-- ARTICLE --
------------------------------
Friday, June 30, 2006
Emma peed on the log.
We were almost killed by a rogue gallah in the Blair Witch Murray Woods.
Love Amy.
We have a beach... and hickeys
Last night was interesting.
I will try to sum it up in dot points.
- hickeys
- cup sizes
- chair sitting
- drinking
- practical booby social comparison (bra vs no bra)
- "i never"
- more drinking
- crying beds
* colour denotes lucy
* colour denotes amy
Thursday, June 29, 2006
Quaint
After getting lost many times on what seemed like a relatively simple route, we finally made it to Echuca approximately five and a half hours after we left.
So far we have made friends with the bottle-o guy, the seedy people in the young n hip bar and have been continuously stared at due to the fact that we are fully sic eighteen year olds in a country town.
Dinner was tops.
The Drive was the best fun.
but the company is better than anything so far.
lots of love from me.
ps. i get to have hot sex with lucy tonight, and play naked volleyball with polly.
echuca
i am going away for a few days. but i have a blog book like i did last time i went away for an extended period of time, so don't worry, the blog will live on despite me having no internet.
i think my ride is coming in 30 mins. im only half packed. well, i have my clothes packed, so i won't be running around nude. but i have nothing else... as in... nothing to keep myself hygenic, or to carry the clothes in.
salona thinks im a sex maniac. but im not. that is all. unless someone out there wants me to be ;)
must go pack.
i miss you all already, except for that guy standing behind you, watching your every mouse click. i don't miss him.
Tuesday, June 27, 2006
the other post of love
dear blog,
james is the best.
he pleasures me good.
and he listens to my whinging.
and he pretends to care, and makes me believe he does.
he spoons goodly.
sometimes he makes me mad and angry and puts me in a bad mood.
but then i remember he is fab.
even though he is sarcastic and loves lucy more than me, i still like him lots.
love you long time james.
p.s. my giny hurts long time
my act of love.
the other day i had a fit of panic, because i realised that i wont be able to blog for 4 days because i'm going on a romantic getaway. now, i have gone 4 days without blogging before. but its like not having your phone on you. sure, you may not make any calls, but what if you suddenly remember something and you NEED to call someone? that is like my blog. i always need to blog when i don't have internerd access.
so, that said, anyone that knows me, knows that basically above most things (other than my friends & fam) i love my blog. Generally, the things i write about on my blog, or the emotions i express are things that i care about. so todays blog is about someone i care about.
now, im not posting this because i want this particular persons offerings (car, chocolate and gigs), because really, i value their friendship much more. i think most people can vouch for that.
anyway, this blog post is for you anonymous i love you long time, even if you do listen to the veronicas up full blast.
ps. totally unrelated, please make
gary your myspace friend
Friday, June 23, 2006
featuring the long awaited return of DOCTOR OCTOPUS!
------------------------------
-- ROWS --
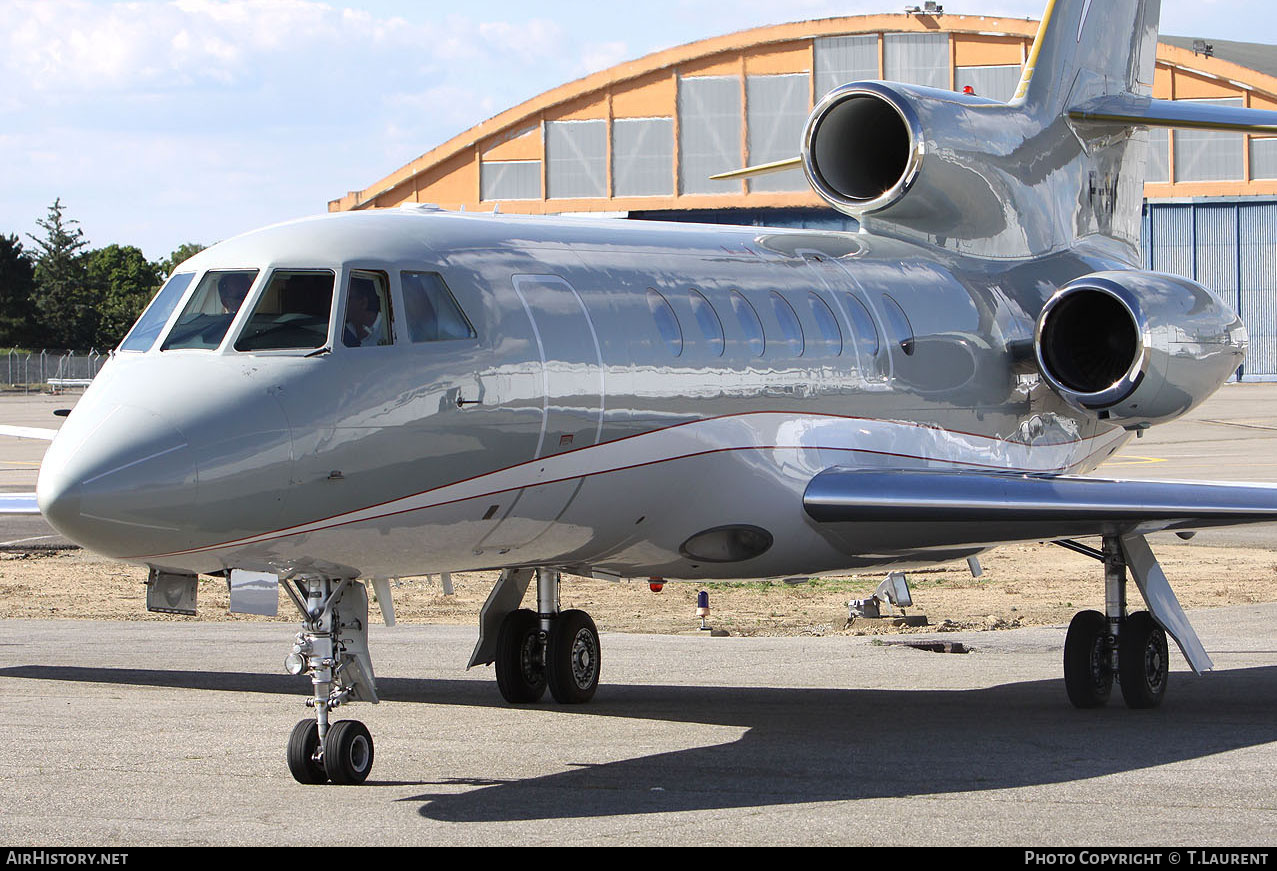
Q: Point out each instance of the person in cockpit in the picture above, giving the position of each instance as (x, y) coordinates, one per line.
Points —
(233, 287)
(363, 314)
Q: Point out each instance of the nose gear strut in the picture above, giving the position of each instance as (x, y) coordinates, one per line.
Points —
(332, 648)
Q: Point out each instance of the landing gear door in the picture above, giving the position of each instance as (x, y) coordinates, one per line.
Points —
(572, 396)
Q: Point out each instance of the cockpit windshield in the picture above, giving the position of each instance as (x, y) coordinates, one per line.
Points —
(293, 313)
(211, 309)
(146, 331)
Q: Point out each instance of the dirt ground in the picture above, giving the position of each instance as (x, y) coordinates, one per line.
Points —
(1022, 585)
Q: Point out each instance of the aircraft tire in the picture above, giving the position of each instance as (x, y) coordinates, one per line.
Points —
(520, 658)
(347, 752)
(302, 754)
(1087, 677)
(1142, 660)
(572, 658)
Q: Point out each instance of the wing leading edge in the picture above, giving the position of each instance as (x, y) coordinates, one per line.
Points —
(874, 511)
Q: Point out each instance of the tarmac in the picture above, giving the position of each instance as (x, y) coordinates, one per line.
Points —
(174, 733)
------------------------------
-- STATED TASK --
Answer these from the blog, one per line:
1. How long after leaving did the group reach Echuca?
2. For how many days does the writer expect to be unable to blog during the getaway?
3. What music does "anonymous" listen to up full blast?

-- FINISHED TASK --
1. Approximately five and a half hours
2. 4 days
3. The Veronicas